__DIRECTIVE__:
Rewrite the part that runs from the start of the records through the line containing "Every path is filled with fill-rule evenodd.", replacing "lavender flower spike" with "lavender bloom" and keeping everything else unchanged. Omit the pictures from your answer.

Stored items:

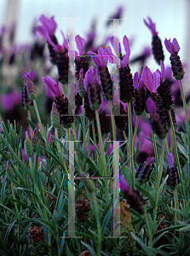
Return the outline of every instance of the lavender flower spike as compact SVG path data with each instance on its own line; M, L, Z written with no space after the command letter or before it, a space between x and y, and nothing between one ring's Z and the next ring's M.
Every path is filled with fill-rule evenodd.
M39 20L41 21L42 26L38 26L37 31L39 32L41 36L45 39L47 39L47 34L50 37L53 37L57 28L57 24L54 20L54 16L52 16L50 19L48 19L45 18L44 15L42 15L39 18Z
M146 105L147 105L147 109L150 113L150 115L152 117L155 117L158 115L156 104L154 101L152 100L152 98L147 99Z
M157 88L160 85L159 72L152 73L147 66L145 66L142 70L141 79L142 82L145 83L146 87L150 90L150 92L155 93Z
M168 155L168 161L169 161L169 165L170 165L170 168L172 168L173 166L174 166L174 157L173 157L172 153L169 154L169 155Z
M183 70L180 56L177 55L180 51L180 45L176 38L174 38L172 42L170 39L168 40L165 38L164 44L167 50L171 54L170 60L171 63L171 69L173 71L173 76L176 80L181 80L184 77L185 72Z
M158 64L160 65L160 61L164 61L164 55L162 49L162 43L156 31L156 24L153 22L150 17L147 18L148 22L144 20L145 25L150 29L153 35L153 53Z
M55 96L57 96L58 98L62 97L62 92L61 92L61 85L59 83L56 83L51 77L46 76L46 78L42 78L43 81L46 84L48 88L50 90L50 91L53 93Z
M130 189L130 186L123 175L120 175L119 177L119 175L118 174L115 176L115 177L117 179L117 183L119 185L121 191L126 191Z
M90 108L98 110L101 108L101 86L98 77L98 69L91 66L87 71L84 78L84 88L88 92Z
M158 32L156 32L156 24L153 22L150 17L147 17L147 19L149 22L147 22L145 19L143 20L145 25L150 29L153 36L157 36Z
M175 55L175 52L179 53L180 45L176 38L174 38L172 40L172 43L170 41L170 38L169 40L165 38L164 44L165 44L165 48L171 55Z
M22 73L23 79L25 79L25 84L26 88L26 94L30 100L36 100L37 92L34 87L34 83L32 80L35 79L35 73L32 70L30 73L23 72Z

__COMPLETE ANSWER__:
Return the outline of every instance of the lavender bloom as compact SVG path data with each instance on its own line; M, L, Z written with no space after the command letter or before it, a space between x and y, and nothing between one ring's Z and the next ring's M.
Every path is filled with fill-rule evenodd.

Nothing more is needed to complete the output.